++++ EXCERPT PROVIDED

3. Stock Subject to the Plan. Subject to the provisions of Section 11 of the Plan, the maximum aggregate number of shares which may be optioned and sold under the Plan is 250,000 shares (the "Pool") of Common Stock.
If an Option should expire or become unexercisable for any reason without having been exercised in full, the unpurchased Shares which were subject thereto shall, unless the Plan shall have been terminated, become available for future grant under the Plan. If Shares which were acquired upon exercise of an Option are subsequently repurchased by the Company, such Shares shall not in any event be returned to the Plan and shall not become available for future grant under the Plan.
4. Administration of and Grants of Options under the Plan.
(a) Administrator. Except as otherwise required herein, the Plan shall be administered by the Board.
(b) Procedure for Grants. All grants of Options hereunder shall be automatic and nondiscretionary and shall be made strictly in accordance with the following provisions:
(i) No person shall have any discretion to select which Outside Directors shall be granted Options or to determine the number of Shares to be covered by Options granted to Outside Directors.

++++++++

= EXERCISE INSTRUCTIONS =
(1) Answer these questions from the stock plan excerpt:
(a) What is the maximum aggregate number of shares that may be optioned and sold under the Plan?
(b) Who administers the Plan, except as otherwise required?
(c) What happens to Shares acquired upon exercise of an Option that the Company later repurchases?
(2) Extract the passage of the stock plan excerpt between "(a) Administrator. Except" and "to Outside Directors.", inclusive.

++++ RAW DATA

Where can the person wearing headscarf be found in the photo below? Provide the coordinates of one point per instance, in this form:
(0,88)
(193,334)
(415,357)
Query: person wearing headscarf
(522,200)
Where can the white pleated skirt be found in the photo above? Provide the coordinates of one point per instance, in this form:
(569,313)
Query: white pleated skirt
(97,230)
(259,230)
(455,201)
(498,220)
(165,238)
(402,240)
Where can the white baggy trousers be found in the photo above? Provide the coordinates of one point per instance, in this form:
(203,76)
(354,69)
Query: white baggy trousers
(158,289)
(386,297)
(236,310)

++++++++

= COMPLETED EXERCISE =
(1)
(a) 250,000 shares of Common Stock.
(b) The Board.
(c) They are not returned to the Plan and do not become available for future grant under the Plan.

(2)
(a) Administrator. Except as otherwise required herein, the Plan shall be administered by the Board.
(b) Procedure for Grants. All grants of Options hereunder shall be automatic and nondiscretionary and shall be made strictly in accordance with the following provisions:
(i) No person shall have any discretion to select which Outside Directors shall be granted Options or to determine the number of Shares to be covered by Options granted to Outside Directors.